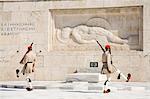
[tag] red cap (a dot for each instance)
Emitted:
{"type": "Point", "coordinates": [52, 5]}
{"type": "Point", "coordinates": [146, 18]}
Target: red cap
{"type": "Point", "coordinates": [107, 46]}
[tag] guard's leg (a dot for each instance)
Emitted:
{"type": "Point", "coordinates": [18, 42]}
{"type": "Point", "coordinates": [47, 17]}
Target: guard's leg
{"type": "Point", "coordinates": [17, 72]}
{"type": "Point", "coordinates": [121, 74]}
{"type": "Point", "coordinates": [106, 90]}
{"type": "Point", "coordinates": [29, 85]}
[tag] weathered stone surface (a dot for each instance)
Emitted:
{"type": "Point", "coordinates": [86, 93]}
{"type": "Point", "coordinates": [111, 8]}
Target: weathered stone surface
{"type": "Point", "coordinates": [22, 23]}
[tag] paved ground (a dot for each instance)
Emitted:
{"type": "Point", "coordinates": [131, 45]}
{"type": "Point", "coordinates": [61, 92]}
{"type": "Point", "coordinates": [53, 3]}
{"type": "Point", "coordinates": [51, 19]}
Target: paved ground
{"type": "Point", "coordinates": [76, 90]}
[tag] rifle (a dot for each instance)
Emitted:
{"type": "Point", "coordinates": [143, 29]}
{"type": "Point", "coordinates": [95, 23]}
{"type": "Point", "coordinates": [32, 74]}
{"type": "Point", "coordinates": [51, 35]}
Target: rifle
{"type": "Point", "coordinates": [100, 46]}
{"type": "Point", "coordinates": [21, 62]}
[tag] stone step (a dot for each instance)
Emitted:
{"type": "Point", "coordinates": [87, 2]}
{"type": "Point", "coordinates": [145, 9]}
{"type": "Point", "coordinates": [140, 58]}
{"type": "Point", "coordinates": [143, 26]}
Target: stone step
{"type": "Point", "coordinates": [85, 77]}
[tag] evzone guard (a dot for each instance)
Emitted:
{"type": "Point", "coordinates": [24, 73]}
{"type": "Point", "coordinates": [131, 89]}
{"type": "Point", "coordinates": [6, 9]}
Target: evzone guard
{"type": "Point", "coordinates": [29, 66]}
{"type": "Point", "coordinates": [108, 68]}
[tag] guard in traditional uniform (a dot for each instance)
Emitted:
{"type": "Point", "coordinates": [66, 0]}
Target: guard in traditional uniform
{"type": "Point", "coordinates": [108, 68]}
{"type": "Point", "coordinates": [29, 66]}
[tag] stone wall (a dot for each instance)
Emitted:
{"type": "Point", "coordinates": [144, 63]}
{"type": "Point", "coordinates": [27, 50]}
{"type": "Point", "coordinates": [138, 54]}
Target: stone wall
{"type": "Point", "coordinates": [24, 22]}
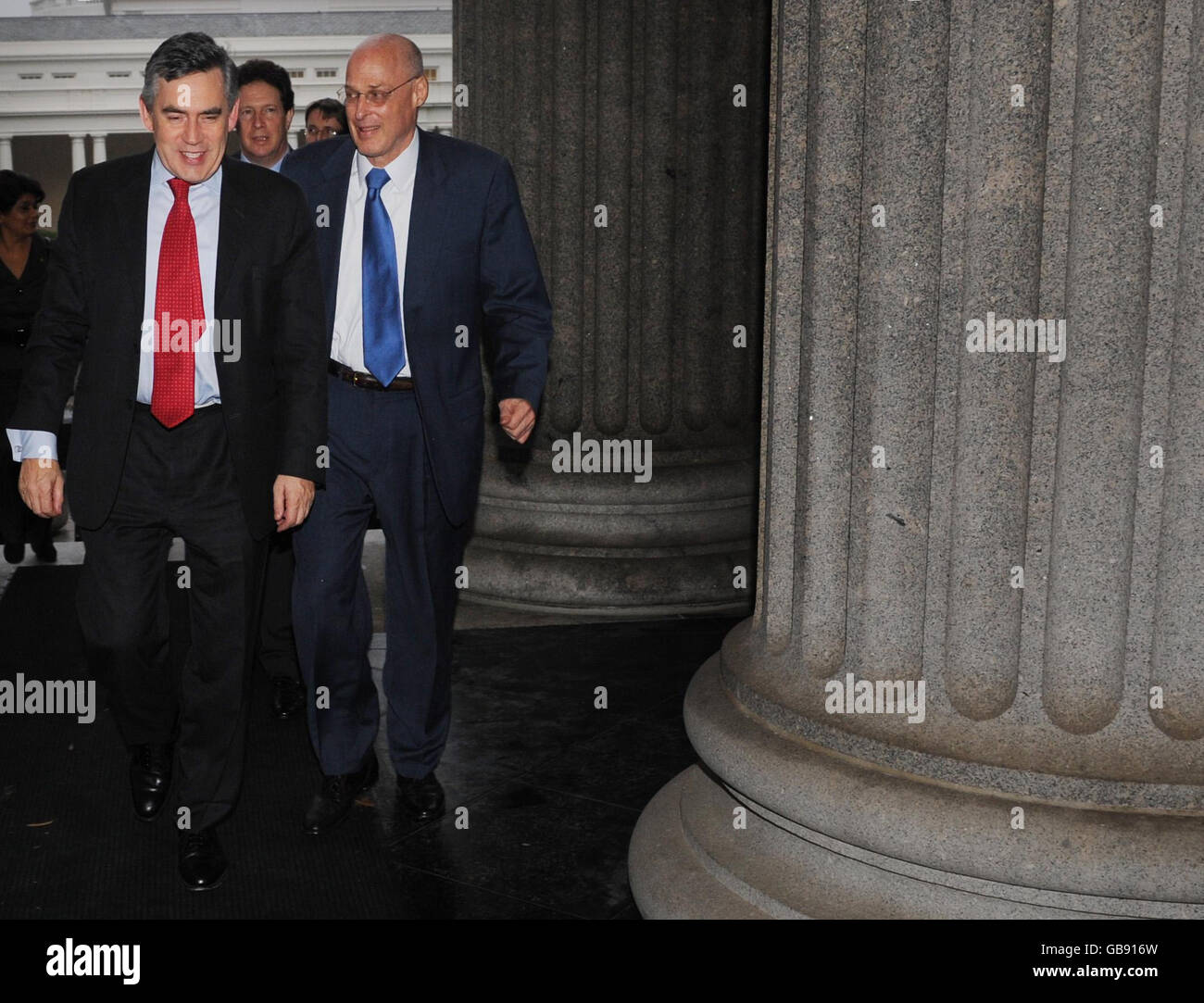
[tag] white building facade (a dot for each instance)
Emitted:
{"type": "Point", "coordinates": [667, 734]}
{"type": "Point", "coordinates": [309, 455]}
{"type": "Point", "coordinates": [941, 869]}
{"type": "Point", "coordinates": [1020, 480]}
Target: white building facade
{"type": "Point", "coordinates": [70, 82]}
__________________________________________________
What to work on
Only lines containing the word "each" should appear in the answer, and every such line from the records above must be there.

Response to the task
[tag] red cap (a dot for each instance)
[tag] guard's leg (a dot for each instance)
[tag] weathered stone surface (a dot for each instance)
[tag] paved ground (a dot for each instance)
[tag] rifle (a dot for each instance)
[tag] stone step (a dot for each instance)
[tag] evzone guard (a dot for each instance)
[tag] guard in traditional uniform (a dot for each instance)
[tag] stone wall (a dot for each instance)
[tag] white building facade (a dot for each instance)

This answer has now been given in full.